Use Chores to Develop a Good Work Ethic in Your Kids

July 25, 2011 by admin Leave a Comment

Left to their own devices, your kids would probably spend all day watching TV, playing video games and texting with their friends. They might love to idle away the hours, but those lost afternoons of lazy indulgence won’t help them develop the kind of character that they need to become responsible adults. Those kids need some serious chores to teach them about responsibility.

Choosing Chores for Your Kids

You always want to choose chores that your kids can accomplish. Asking a three-year-old to mop the floor will only cause you more trouble.

If you have a young child, then ask her to put away her toys, put dirty clothes in the hamper and dust shelves that she can reach.

Slightly older kids can help around the house by making beds, helping in the garden and taking out the trash.

..............................

> [Objectives]:
A. Translate this sentence from the chores article into Spanish: "You always want to choose chores that your kids can accomplish."
B. Reproduce the passage of the chores article starting at "You always want" and ending at "she can reach.", with no changes.

> [Data records]:
..............................

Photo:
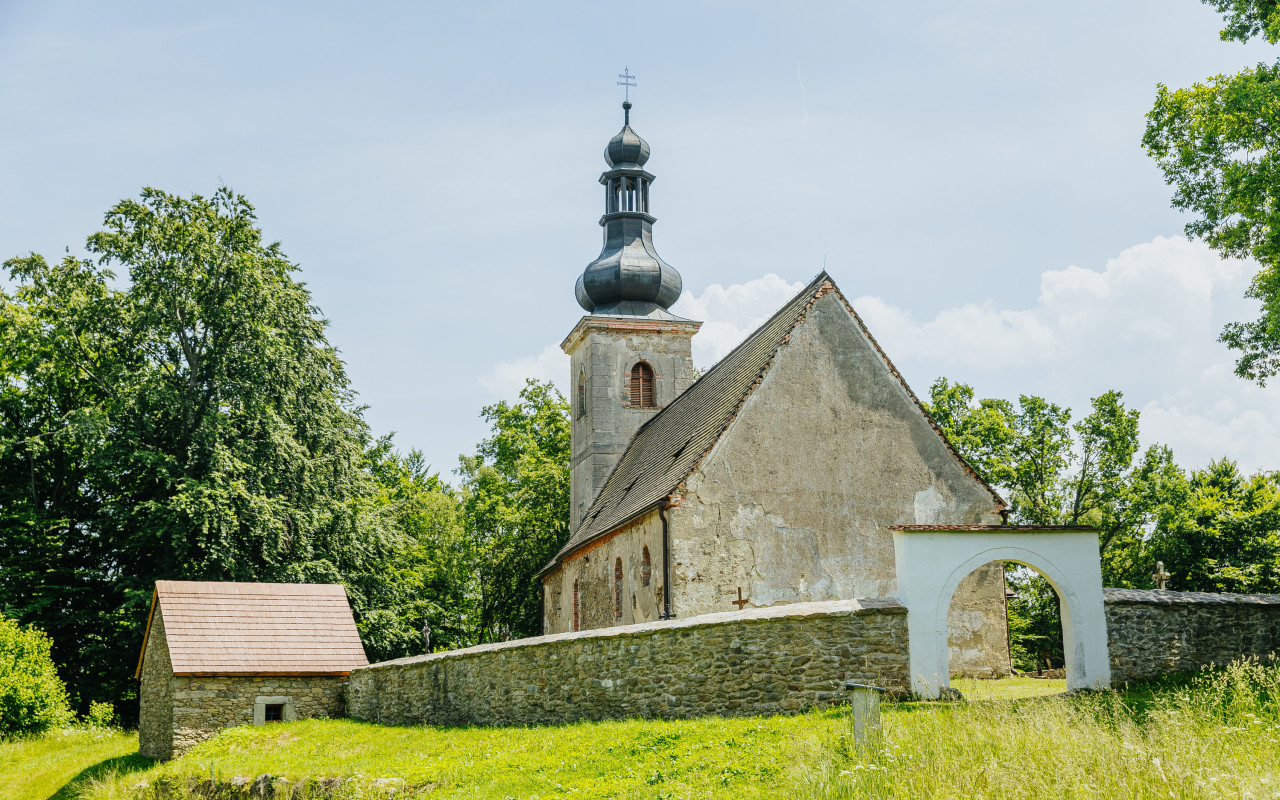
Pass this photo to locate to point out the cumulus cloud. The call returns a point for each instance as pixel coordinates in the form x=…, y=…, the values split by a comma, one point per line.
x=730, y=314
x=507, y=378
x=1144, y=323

..............................

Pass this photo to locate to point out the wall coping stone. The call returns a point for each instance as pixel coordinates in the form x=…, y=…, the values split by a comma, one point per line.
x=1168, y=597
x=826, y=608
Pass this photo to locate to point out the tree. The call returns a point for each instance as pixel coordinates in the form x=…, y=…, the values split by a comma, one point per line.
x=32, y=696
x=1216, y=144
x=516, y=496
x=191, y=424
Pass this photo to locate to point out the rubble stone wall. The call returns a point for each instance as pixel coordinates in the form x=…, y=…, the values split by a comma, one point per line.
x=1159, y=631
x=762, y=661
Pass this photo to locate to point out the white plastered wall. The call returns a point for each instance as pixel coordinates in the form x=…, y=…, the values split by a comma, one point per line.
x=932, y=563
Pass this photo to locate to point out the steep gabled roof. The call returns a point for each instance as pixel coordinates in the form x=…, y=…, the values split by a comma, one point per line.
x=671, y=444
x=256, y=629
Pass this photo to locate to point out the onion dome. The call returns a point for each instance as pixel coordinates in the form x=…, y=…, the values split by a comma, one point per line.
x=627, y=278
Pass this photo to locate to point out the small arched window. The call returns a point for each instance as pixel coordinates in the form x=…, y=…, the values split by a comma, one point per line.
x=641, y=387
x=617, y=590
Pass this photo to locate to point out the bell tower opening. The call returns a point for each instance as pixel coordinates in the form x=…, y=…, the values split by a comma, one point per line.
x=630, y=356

..............................

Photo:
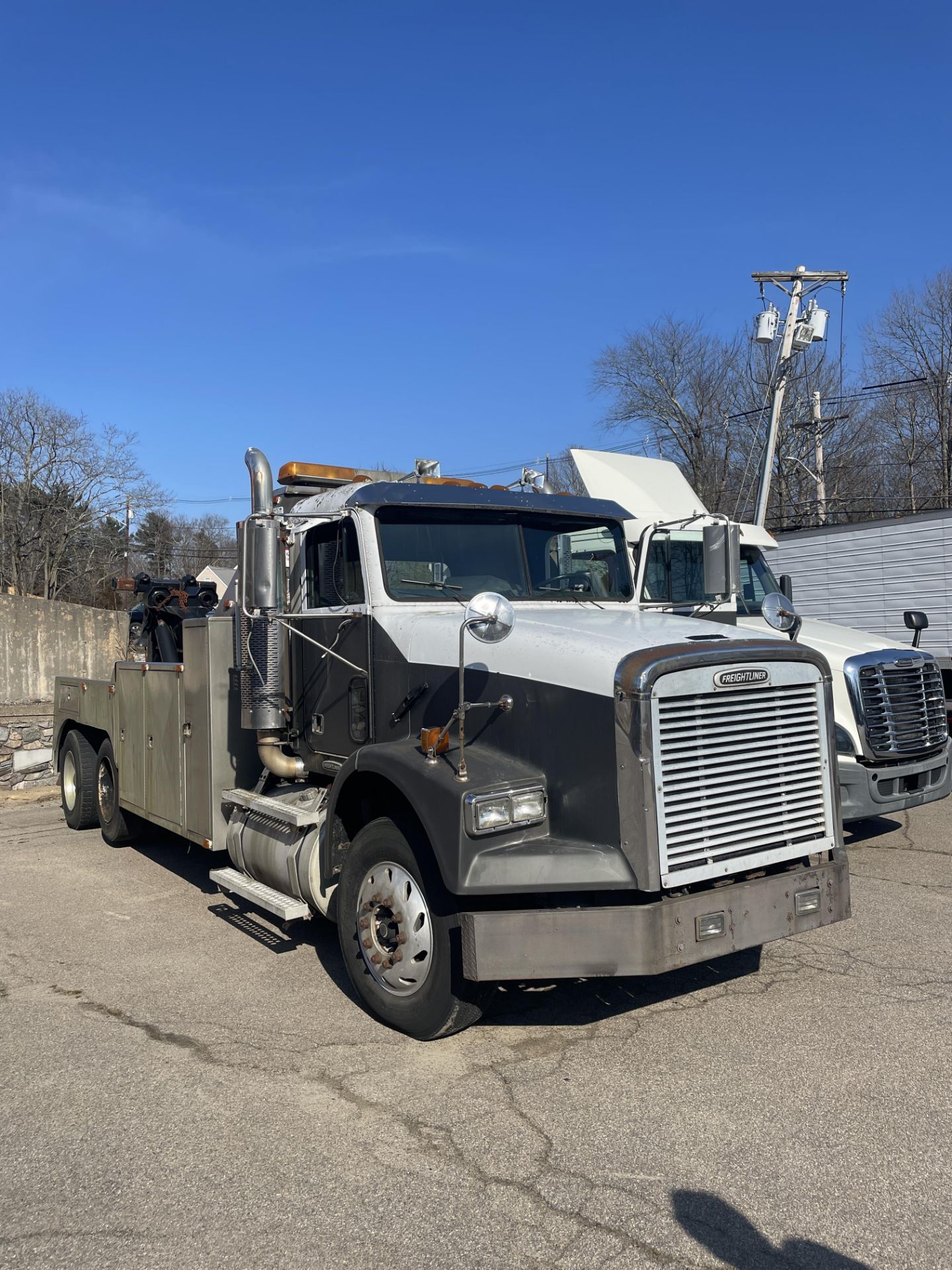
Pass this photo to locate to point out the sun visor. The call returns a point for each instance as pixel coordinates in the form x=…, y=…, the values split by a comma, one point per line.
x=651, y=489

..............................

> [Worked answers]:
A. Siempre hay que elegir tareas que tus hijos puedan llevar a cabo.

B.
You always want to choose chores that your kids can accomplish. Asking a three-year-old to mop the floor will only cause you more trouble.

If you have a young child, then ask her to put away her toys, put dirty clothes in the hamper and dust shelves that she can reach.